Big insurance company CEOs must love Andy Slavitt. Why wouldn't they? After all, the U.S. Department of Health and Human Services' Centers for Medicare & Medicaid Services (CMS), under Slavitt's leadership, is providing a legal loophole that will free America's big health insurance companies from having to cover America's sickest and most expensive patients.
In December, following extensive lobbying by insurance companies and America's Health Insurance Plans, the agency issued a new rule that provides impunity for insurance companies to drop coverage for lower-income patients on individual marketplace plans who rely on charitable assistance to pay for premiums. This move was aimed directly at patients with kidney failure, or end-stage renal disease.
Approximately 700,000 people have end-stage renal disease in the United States. Without dialysis treatments to remove toxins from their blood, these patients would die. Dialysis is lifesaving, and expensive - so expensive that insurers have been pursuing legislative and administrative loopholes at the state level to steer these patients onto Medicare. Insurers are emboldened to do this because, unlike any other chronic disease, federal law offers Medicare coverage to end-stage renal disease patients regardless of age or income. It's ironic that a federal law designed to protect the most vulnerable patients has now made them more vulnerable to insurance discrimination.

◆ Work instructions: Could you pick up the insurance and dialysis article right after its final sentence and keep writing it in the same voice?

Referring expression data
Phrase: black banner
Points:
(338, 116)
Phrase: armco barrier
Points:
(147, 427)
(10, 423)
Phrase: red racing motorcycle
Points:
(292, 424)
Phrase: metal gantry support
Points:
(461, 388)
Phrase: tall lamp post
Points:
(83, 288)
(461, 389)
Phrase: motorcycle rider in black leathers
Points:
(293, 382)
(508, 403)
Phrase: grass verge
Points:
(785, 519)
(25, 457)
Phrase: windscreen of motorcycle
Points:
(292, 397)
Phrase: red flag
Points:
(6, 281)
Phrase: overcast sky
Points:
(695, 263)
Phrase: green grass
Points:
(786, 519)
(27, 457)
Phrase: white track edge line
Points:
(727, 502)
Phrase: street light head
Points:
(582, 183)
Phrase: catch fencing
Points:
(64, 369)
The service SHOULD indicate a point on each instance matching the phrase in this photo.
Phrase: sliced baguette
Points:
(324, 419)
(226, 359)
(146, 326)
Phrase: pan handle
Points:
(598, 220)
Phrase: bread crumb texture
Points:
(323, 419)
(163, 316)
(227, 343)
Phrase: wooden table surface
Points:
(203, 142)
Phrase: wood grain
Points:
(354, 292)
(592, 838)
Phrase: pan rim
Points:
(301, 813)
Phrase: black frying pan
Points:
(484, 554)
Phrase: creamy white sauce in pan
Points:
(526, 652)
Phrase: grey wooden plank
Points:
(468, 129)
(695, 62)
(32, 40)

◆ Exercise result:
The new rule speaks at length of the "best interests of individual patients." And yet it seems to ignore that insurers are financially motivated to screen patients by restricting their options for paying premiums. By disallowing charitable premium assistance, insurers force lower-income end-stage renal disease patients to "choose" Medicare over private insurance.
There is a life or death difference between commercial insurance and Medicare for many patients. Patients on Medicare have less access to anti-rejection medication following a kidney transplant, the only "cure" for end-stage renal disease. Further, a 2013 report published by the National Institutes of Health shows that access to kidney transplants is nearly three times higher under commercial coverage than with Medicare. The same report noted African Americans with commercial insurance are 14 times more likely to receive a transplant than those on Medicare. This is especially troubling considering that African Americans, who make up less than 13 percent of the U.S. population, represent nearly one-third of end-stage renal disease patients. In other words, this discrimination, including the new rule giving insurance companies carte blanche to push patients onto Medicare, creates a disproportional negative impact on black Americans. Disease discrimination is, de facto, racial discrimination.
It seems like the Centers for Medicare and Medicaid Services has clearly taken a stand for insurance companies, vulnerable patients be damned. The wording used throughout the ruling is so slanted, in fact, one would not at all be surprised if the language were proposed by insurers. Chivalry may be dead, but cronyism certainly is not.
In what must be a rush to ram it through before arrival of the Trump Administration, the Centers for Medicare and Medicaid Services also cut the normal public comment period in half. With the changes in department leadership that will ensue, it will be interesting to see where the centers' top brass lands. I have no doubt America's big insurers are always looking to hire top talent.
Scott Bruun, a former state representative from West Linn, is the executive director of the Chronic Disease Coalition, a Portland-based national patient advocacy organization, and is the advocacy committee chair for the Oregon chapter of the American Diabetes Association. The views expressed are his own.